# START OF RECORDS FOR THE EXERCISE
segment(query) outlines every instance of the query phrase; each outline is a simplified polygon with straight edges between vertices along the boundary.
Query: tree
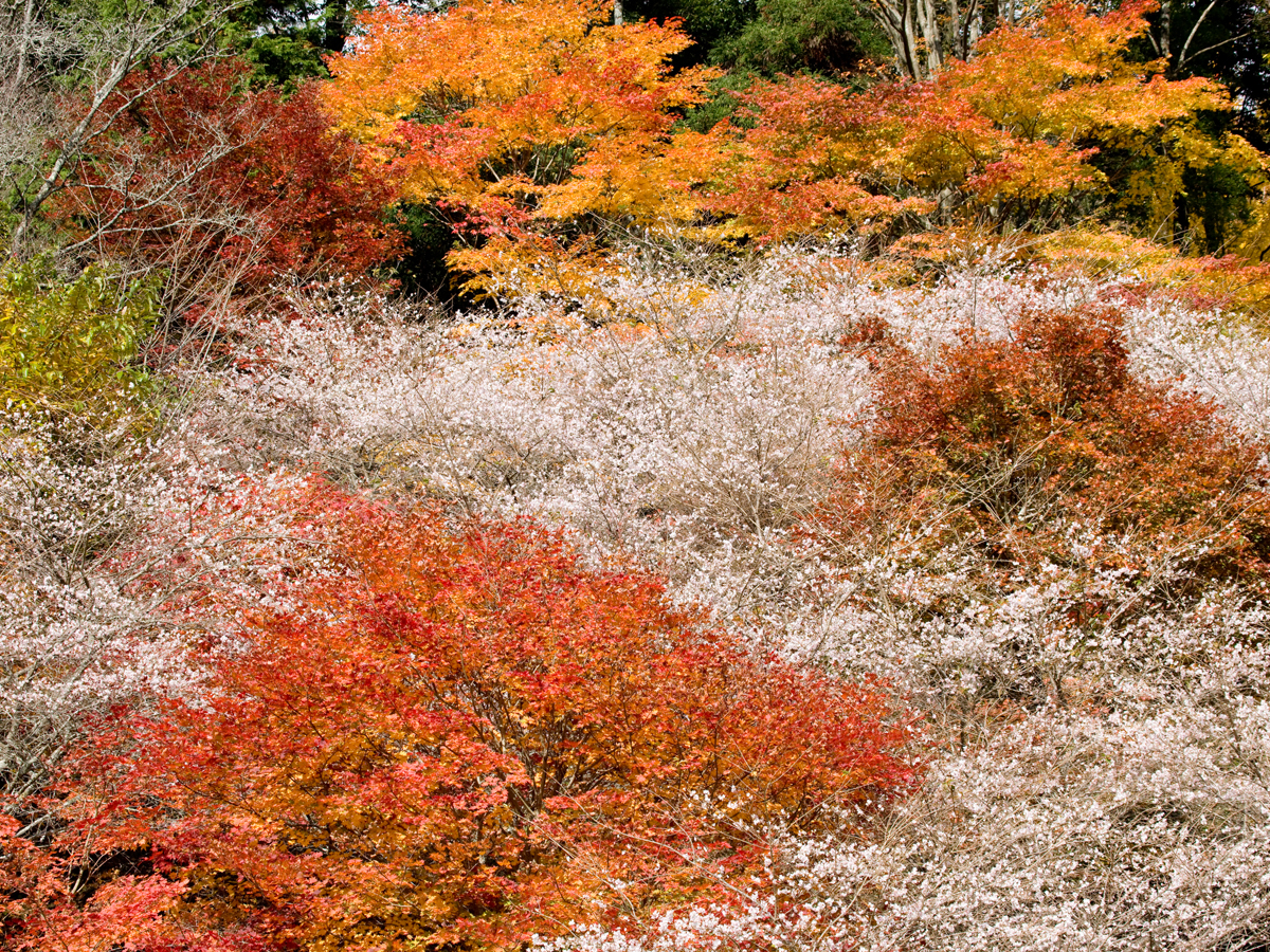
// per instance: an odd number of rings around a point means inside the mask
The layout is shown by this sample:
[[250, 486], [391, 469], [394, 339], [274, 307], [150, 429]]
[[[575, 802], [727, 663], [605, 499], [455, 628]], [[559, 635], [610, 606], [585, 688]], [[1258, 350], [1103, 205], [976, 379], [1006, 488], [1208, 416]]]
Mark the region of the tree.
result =
[[890, 44], [855, 0], [763, 0], [757, 17], [721, 48], [715, 62], [767, 76], [808, 70], [839, 75], [883, 62]]
[[758, 875], [765, 824], [914, 781], [883, 694], [752, 656], [559, 533], [330, 489], [307, 517], [338, 565], [119, 725], [132, 793], [97, 848], [152, 844], [151, 923], [193, 947], [521, 944]]
[[[155, 85], [221, 51], [222, 27], [246, 0], [9, 0], [5, 34], [4, 140], [10, 251], [30, 253], [44, 206], [74, 179], [81, 157], [103, 142], [152, 86], [124, 83], [151, 66]], [[57, 94], [83, 93], [84, 108], [60, 114]]]
[[448, 216], [466, 244], [453, 265], [550, 281], [606, 225], [692, 213], [664, 146], [711, 74], [671, 74], [690, 42], [677, 24], [608, 20], [596, 0], [381, 5], [329, 60], [325, 103], [406, 202]]
[[245, 62], [222, 60], [177, 77], [161, 67], [128, 76], [104, 105], [132, 105], [56, 203], [77, 239], [67, 250], [165, 270], [165, 303], [178, 312], [263, 291], [279, 274], [356, 274], [391, 258], [391, 183], [361, 171], [356, 143], [330, 128], [312, 86], [283, 100], [250, 89], [248, 75]]
[[1189, 170], [1220, 162], [1256, 182], [1264, 160], [1204, 131], [1201, 114], [1229, 108], [1215, 84], [1129, 56], [1148, 8], [1096, 17], [1057, 3], [930, 80], [857, 95], [809, 77], [759, 85], [753, 127], [714, 137], [732, 162], [716, 164], [707, 206], [776, 236], [902, 215], [1035, 227], [1100, 208], [1157, 232]]

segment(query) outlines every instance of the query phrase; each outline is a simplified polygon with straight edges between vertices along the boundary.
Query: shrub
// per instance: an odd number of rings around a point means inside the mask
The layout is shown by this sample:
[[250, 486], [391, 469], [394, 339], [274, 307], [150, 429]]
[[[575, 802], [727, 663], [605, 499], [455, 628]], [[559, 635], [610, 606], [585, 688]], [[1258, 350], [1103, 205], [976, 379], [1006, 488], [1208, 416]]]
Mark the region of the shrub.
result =
[[518, 946], [761, 872], [756, 825], [914, 779], [881, 693], [754, 658], [559, 533], [310, 505], [338, 565], [130, 725], [133, 798], [99, 840], [152, 843], [185, 882], [155, 920], [196, 947]]

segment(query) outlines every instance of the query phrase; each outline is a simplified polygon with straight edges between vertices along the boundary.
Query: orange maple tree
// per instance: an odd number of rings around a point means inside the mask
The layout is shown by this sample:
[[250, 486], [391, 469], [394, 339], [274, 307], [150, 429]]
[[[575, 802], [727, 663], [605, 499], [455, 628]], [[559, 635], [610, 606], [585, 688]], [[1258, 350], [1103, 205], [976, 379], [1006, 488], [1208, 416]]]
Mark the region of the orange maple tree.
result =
# END OF RECORDS FOR THE EXERCISE
**STATED PROBLEM:** Rewrite all of the records above, replacing "Mark" with "Outline" and keeping everything else the same. Omit the pictures from your answer.

**CORRECT RESULT:**
segment(query) outlines every instance of the query phrase; each outline is a simplified polygon with straight edges between vertices along the boundary.
Query: tree
// per instance: an odd number of rings around a point means inside the mask
The layout is shown by this sample:
[[250, 486], [391, 469], [394, 339], [274, 307], [150, 429]]
[[[575, 802], [727, 663], [605, 499], [455, 628]], [[559, 635], [610, 606], [585, 688]], [[1258, 350], [1103, 205], [976, 379], [1006, 488], [1208, 416]]]
Outline the region of the tree.
result =
[[890, 44], [855, 0], [763, 0], [757, 17], [721, 48], [715, 62], [767, 76], [808, 70], [839, 75], [883, 62]]
[[758, 875], [765, 824], [914, 781], [883, 694], [752, 656], [559, 533], [330, 489], [307, 517], [338, 565], [119, 725], [132, 793], [97, 848], [152, 844], [151, 923], [193, 947], [521, 944]]
[[[155, 85], [221, 51], [222, 27], [246, 0], [9, 0], [5, 34], [4, 140], [10, 251], [30, 253], [44, 206], [74, 179], [81, 157], [103, 142], [152, 86], [124, 83], [151, 66]], [[57, 94], [83, 93], [84, 108], [60, 114]]]
[[448, 216], [466, 244], [453, 265], [550, 281], [606, 225], [692, 213], [664, 146], [711, 74], [671, 74], [690, 42], [677, 24], [608, 20], [596, 0], [381, 5], [329, 60], [325, 103], [406, 202]]
[[245, 62], [222, 60], [177, 77], [161, 67], [128, 76], [104, 105], [132, 105], [56, 203], [77, 239], [67, 250], [165, 270], [165, 303], [178, 312], [263, 291], [279, 274], [356, 274], [391, 258], [391, 183], [361, 171], [356, 143], [330, 128], [312, 86], [283, 100], [250, 89], [248, 75]]
[[1189, 170], [1220, 162], [1256, 182], [1264, 160], [1204, 131], [1201, 114], [1229, 108], [1215, 84], [1129, 56], [1148, 8], [1096, 17], [1057, 3], [930, 80], [857, 95], [809, 77], [759, 85], [753, 127], [714, 137], [732, 162], [716, 164], [707, 206], [776, 236], [902, 215], [1035, 227], [1100, 208], [1157, 232]]

segment(query) outlines every instance of the query phrase; each outline is a simplified polygon with straight edges between vertices along the boundary.
Query: shrub
// per instance: an odd number of rings around a point means inside the mask
The layout is shown by this sample:
[[250, 486], [391, 469], [394, 339], [274, 307], [150, 429]]
[[[575, 802], [727, 663], [605, 499], [455, 628]], [[559, 635], [610, 606], [585, 688]], [[1258, 350], [1103, 205], [976, 379], [1006, 488], [1208, 416]]]
Outline the region of the shrub.
result =
[[518, 946], [761, 872], [756, 825], [914, 779], [881, 693], [754, 658], [559, 533], [310, 505], [338, 565], [130, 725], [133, 798], [99, 840], [152, 843], [185, 882], [155, 920], [196, 947]]

segment(query) outlines every instance of the query phrase; each outline is a simplified polygon with straight edges between vertices along the boundary.
Query: orange maple tree
// per instance: an odd number of rings around a point means inside the mask
The layout is shown by this sample:
[[250, 486], [391, 469], [394, 339], [274, 307], [150, 429]]
[[[575, 802], [727, 663], [605, 499], [455, 628]], [[559, 635], [610, 606], [585, 688]], [[1258, 350], [1103, 205], [976, 379], [1006, 488], [1208, 416]]]
Outline the region of the orange maple tree.
result =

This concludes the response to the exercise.